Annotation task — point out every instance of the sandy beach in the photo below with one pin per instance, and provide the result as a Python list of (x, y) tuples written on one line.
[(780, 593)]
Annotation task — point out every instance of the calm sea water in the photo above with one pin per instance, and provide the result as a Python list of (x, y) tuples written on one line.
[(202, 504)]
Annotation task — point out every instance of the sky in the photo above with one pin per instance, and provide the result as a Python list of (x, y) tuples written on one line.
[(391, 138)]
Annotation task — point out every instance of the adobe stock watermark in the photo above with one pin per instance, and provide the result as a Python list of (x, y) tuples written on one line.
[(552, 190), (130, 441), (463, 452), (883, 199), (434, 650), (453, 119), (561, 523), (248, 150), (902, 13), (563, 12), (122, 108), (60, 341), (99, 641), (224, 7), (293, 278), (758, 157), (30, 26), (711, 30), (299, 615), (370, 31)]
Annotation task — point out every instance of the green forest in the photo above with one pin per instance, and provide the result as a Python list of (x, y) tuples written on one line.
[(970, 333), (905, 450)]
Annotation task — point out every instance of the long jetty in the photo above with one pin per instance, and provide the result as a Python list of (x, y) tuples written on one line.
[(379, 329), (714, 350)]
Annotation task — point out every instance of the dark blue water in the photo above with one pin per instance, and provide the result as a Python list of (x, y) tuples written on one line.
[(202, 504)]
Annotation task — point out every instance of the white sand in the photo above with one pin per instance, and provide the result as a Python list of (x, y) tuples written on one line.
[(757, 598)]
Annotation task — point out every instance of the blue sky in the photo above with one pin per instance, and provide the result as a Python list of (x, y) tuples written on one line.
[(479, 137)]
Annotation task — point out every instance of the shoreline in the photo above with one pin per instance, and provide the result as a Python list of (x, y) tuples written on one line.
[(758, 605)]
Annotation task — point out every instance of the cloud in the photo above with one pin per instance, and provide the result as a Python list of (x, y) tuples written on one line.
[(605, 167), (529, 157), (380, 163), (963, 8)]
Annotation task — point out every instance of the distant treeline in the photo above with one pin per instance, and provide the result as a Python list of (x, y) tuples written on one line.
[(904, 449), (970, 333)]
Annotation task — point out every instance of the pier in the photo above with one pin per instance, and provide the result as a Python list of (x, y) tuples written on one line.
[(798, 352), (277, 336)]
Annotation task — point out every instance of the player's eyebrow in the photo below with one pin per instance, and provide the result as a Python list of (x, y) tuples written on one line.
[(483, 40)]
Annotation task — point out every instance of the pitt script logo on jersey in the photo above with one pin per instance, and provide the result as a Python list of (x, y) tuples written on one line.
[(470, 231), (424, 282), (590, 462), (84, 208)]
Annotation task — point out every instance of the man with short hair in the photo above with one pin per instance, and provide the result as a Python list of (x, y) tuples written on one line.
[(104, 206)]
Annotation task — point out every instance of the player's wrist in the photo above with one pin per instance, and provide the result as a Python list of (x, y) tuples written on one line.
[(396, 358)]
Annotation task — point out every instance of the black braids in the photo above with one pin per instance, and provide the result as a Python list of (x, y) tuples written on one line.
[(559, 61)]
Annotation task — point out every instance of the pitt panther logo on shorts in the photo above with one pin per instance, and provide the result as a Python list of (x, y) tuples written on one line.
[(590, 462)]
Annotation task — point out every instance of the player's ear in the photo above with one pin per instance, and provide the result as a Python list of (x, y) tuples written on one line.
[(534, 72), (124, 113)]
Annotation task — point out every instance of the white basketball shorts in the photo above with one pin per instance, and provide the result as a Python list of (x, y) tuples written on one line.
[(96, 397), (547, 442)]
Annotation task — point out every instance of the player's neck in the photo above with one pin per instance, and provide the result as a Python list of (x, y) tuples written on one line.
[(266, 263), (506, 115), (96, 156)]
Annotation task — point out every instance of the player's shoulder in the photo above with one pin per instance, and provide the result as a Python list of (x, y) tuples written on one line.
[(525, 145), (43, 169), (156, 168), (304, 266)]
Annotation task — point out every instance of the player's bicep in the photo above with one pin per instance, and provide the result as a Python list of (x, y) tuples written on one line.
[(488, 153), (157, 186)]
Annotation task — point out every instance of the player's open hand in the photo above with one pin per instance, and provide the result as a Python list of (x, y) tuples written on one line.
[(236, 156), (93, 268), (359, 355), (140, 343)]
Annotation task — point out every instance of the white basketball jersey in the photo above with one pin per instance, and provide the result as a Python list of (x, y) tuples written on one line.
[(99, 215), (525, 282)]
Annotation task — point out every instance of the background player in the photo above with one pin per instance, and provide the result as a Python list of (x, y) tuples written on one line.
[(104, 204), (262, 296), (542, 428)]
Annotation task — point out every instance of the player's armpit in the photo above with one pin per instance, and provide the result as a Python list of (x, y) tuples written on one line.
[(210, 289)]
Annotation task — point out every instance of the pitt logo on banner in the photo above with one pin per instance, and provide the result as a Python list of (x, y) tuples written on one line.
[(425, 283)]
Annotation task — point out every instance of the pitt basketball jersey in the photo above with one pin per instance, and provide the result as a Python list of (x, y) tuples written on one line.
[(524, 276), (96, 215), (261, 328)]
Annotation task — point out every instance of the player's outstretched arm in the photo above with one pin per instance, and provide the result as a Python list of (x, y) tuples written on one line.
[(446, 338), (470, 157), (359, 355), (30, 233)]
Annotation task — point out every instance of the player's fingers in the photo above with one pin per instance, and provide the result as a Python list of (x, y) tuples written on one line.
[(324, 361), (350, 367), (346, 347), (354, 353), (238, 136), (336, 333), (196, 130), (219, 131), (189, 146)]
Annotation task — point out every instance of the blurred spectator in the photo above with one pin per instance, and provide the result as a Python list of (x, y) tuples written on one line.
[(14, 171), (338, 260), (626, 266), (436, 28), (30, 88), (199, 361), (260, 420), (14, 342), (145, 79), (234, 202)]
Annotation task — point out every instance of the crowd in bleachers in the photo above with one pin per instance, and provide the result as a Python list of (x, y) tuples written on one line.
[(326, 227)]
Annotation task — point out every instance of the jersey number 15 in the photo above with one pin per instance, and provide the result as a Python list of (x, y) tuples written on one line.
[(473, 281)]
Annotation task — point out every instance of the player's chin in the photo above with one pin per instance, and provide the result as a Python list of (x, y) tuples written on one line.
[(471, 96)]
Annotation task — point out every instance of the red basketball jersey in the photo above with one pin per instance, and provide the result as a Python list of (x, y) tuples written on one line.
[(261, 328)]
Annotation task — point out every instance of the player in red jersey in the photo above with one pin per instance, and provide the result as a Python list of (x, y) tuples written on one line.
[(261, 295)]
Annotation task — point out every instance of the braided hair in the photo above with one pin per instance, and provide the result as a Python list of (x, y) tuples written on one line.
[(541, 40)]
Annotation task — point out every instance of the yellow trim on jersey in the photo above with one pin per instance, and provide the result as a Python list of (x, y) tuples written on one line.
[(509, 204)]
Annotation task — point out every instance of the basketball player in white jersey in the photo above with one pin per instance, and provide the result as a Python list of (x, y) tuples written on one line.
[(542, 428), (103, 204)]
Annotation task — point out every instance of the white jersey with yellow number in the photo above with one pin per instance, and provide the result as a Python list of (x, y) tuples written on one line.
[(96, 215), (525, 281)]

Instruction -
Can you render the records above as a JSON list of strings, one string per line and blank lines left out, covering everything from the line containing "the player's armpit" down to the line containing "[(210, 289)]"?

Task output -
[
  "Annotation task — point out every instance of the player's armpit in the photo above with one pin per instance, and provide the result as a Python list of (x, y) tuples written on one line.",
  "[(210, 289)]"
]